TEXT PROVIDED start

Any suggestions or comments are deeply appreciated.


----------



## james dilley (Mar 21, 2004)

First off what part of the country are you in?? 2nd If you pull the honey you will need to feed them Sugar water. Don't forget to put the comb back in if you rob them.. They may make it real well.You never know. You said the frame was dripping?? that could be nectar that has not dried down, Or you may have Wax moths.Did you see any cocoons? or larva?? Or moths flying out when opened?? But the main thing is Not to open the hive very much in cold weather. And they will need there stores for winter feeding..


----------



## Iddee (Sep 25, 2005)

Just leave the bees be.  
Seriously, it would be best to just leave them as they are for the winter. Use the time to read and talk to people about beekeeping. Most bee menuevering will be done in spring and early fall. They need the honey they have for the winter. You can get another super ready to go on next april 1st. That will be for your honey. The deep box and one super will be for the bees. By the time you harvest yours about the last of april or sometime in may, you will have learned what you need to know."I hope"

Check out this site and spend at least 500 hours on it before spring.
http://www.beesource.com/cgi-bin/ubbcgi/Ultimatebb.cgi?action=intro
Best of luck to you and welcome to the fascinating world of the honeybee.

TEXT PROVIDED end
DATA EXCERPTS start

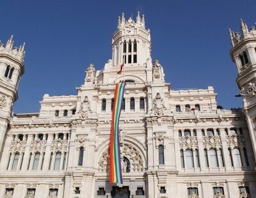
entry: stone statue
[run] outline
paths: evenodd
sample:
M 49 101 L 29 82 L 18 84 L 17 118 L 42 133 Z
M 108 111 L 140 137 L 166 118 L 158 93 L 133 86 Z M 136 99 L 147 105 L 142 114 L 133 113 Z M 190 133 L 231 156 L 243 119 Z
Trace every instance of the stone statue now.
M 6 107 L 6 99 L 4 95 L 0 97 L 0 109 Z
M 166 109 L 163 99 L 159 93 L 156 94 L 156 98 L 153 100 L 153 109 L 156 116 L 162 116 L 164 114 L 164 110 Z
M 90 64 L 89 67 L 86 70 L 86 77 L 85 77 L 86 82 L 92 82 L 93 84 L 95 83 L 96 79 L 96 70 L 94 68 L 94 65 Z
M 80 114 L 83 118 L 87 117 L 89 113 L 92 113 L 91 105 L 88 96 L 85 96 L 81 104 Z
M 163 80 L 163 72 L 162 70 L 162 66 L 160 65 L 158 60 L 154 61 L 152 66 L 153 69 L 153 79 Z

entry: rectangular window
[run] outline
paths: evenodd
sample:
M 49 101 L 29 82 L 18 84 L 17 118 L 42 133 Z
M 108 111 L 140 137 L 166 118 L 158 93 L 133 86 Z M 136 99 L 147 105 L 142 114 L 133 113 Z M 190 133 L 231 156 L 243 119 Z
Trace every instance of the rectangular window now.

DATA EXCERPTS end

■ **EXERCISE INSTRUCTIONS**:
[1] Print the portion of the records that opens with the line containing "entry: rectangular window" and closes at the end of the records, copying every line in that span precisely, both ends included.
[2] Carry on the beekeeping forum thread from the point where it stops.

■ **ANSWERS FOR THIS EXERCISE**:
[1]
entry: rectangular window
[run] outline
paths: evenodd
sample:
M 49 101 L 29 82 L 18 84 L 17 118 L 42 133 Z
M 108 111 L 140 137 L 166 118 L 158 93 L 133 86 Z M 136 99 L 147 105 L 142 114 L 133 113 Z M 190 133 L 231 156 L 243 119 Z
Trace every instance of the rectangular window now.

[2]
----------



## jeffreyc256 (Sep 25, 2005)

I agree, leave it alone till spring, read up. Maybe feed sugar water to keep it going. The hive can have other problems, I would keep it seperated from new stock you buy until you get where you can evaluate it.


----------



## ChickenMom (Sep 27, 2005)

OK We're just leaving it alone. The hive is in pretty bad shape. We are going to get new ones, it has some rotten wood on it. Don't know how old it is or how long it was left.


----------



## mountainman_bc (Nov 7, 2005)

Yes- if it is light, and it should be quite heavy, and if if is still above freezing- then definately feed the bees emmediately (not next week). They need 2 parts sugar to 1 part water. You'll need a frame feeder or much better yet is a feeding pail.
They'll starve if they aren't heavy.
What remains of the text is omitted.